**Extracted entries:**

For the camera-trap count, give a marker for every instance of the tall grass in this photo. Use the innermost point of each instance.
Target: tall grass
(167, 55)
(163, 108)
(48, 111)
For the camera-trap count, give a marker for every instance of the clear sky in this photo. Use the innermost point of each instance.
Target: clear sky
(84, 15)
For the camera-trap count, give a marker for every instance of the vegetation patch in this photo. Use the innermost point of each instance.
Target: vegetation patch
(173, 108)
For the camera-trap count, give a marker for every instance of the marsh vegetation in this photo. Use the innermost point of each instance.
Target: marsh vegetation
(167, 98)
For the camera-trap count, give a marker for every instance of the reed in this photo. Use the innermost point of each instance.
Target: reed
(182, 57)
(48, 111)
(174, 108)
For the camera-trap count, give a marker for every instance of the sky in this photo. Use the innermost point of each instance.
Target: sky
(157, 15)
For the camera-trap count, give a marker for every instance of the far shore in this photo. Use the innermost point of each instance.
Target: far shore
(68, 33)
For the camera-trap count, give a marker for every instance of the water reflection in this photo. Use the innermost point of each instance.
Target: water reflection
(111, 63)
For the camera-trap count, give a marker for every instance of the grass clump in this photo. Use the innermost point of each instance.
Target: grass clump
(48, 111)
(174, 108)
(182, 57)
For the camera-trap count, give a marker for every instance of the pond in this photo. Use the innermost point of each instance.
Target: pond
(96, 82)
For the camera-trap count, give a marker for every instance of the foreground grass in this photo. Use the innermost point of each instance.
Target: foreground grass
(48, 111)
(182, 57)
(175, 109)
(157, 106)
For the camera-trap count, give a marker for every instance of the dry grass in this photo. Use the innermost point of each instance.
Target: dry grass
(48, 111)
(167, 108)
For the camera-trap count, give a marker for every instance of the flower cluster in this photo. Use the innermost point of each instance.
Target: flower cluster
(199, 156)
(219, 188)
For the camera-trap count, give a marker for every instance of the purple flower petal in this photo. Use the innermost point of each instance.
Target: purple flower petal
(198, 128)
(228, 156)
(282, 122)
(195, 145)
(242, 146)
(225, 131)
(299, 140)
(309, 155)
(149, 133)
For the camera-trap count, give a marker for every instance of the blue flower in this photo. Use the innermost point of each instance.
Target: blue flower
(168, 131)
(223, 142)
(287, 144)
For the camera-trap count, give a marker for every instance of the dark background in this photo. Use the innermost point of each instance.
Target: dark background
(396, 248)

**What you have to do:** Reproduce exactly the stretch of lines that starts at the one containing "Target: far shore" and ends with the final line of the data, including both ends and nothing more.

**Answer to the problem:**
Target: far shore
(68, 33)
For the camera-trap count, give a marker for every instance of the water reflection in this photo. Use the innermost point of each instance.
Target: water reflection
(111, 63)
For the camera-trap count, give a marker for every instance of the grass clump in this photo. Use the innermost point of each instance.
Target: grass clump
(48, 111)
(174, 108)
(182, 57)
For the camera-trap count, give a marker for every instance of the pond in this photo. Use the innermost point of each instance.
Target: pond
(96, 82)
For the camera-trap count, give a marker for every instance of the foreground grass in this photo. Use the innermost point of each instance.
Target: foreground grass
(48, 111)
(182, 57)
(175, 109)
(157, 106)
For the camera-trap count, give a marker for every instance of the dry grass in this photo. Use the innermost point of each instance.
Target: dry grass
(48, 111)
(167, 108)
For the camera-trap count, give a marker for every instance of the flower cluster in this photo. Use the innermost point of each instance.
Target: flower cluster
(199, 156)
(219, 188)
For the camera-trap count, give a marker for every instance of the purple flower petal in this photo. Use the innermost point of each instance.
Target: purple flower petal
(198, 128)
(228, 156)
(282, 122)
(195, 145)
(242, 146)
(225, 131)
(299, 140)
(309, 155)
(149, 133)
For the camera-trap count, give a marker for every instance of the blue flower in this photo. Use the innermost point of each instance.
Target: blue flower
(168, 131)
(223, 142)
(287, 144)
For the camera-trap count, give a marker for every instance of the dark background in this photo. Use the innermost point of each instance.
Target: dark background
(396, 248)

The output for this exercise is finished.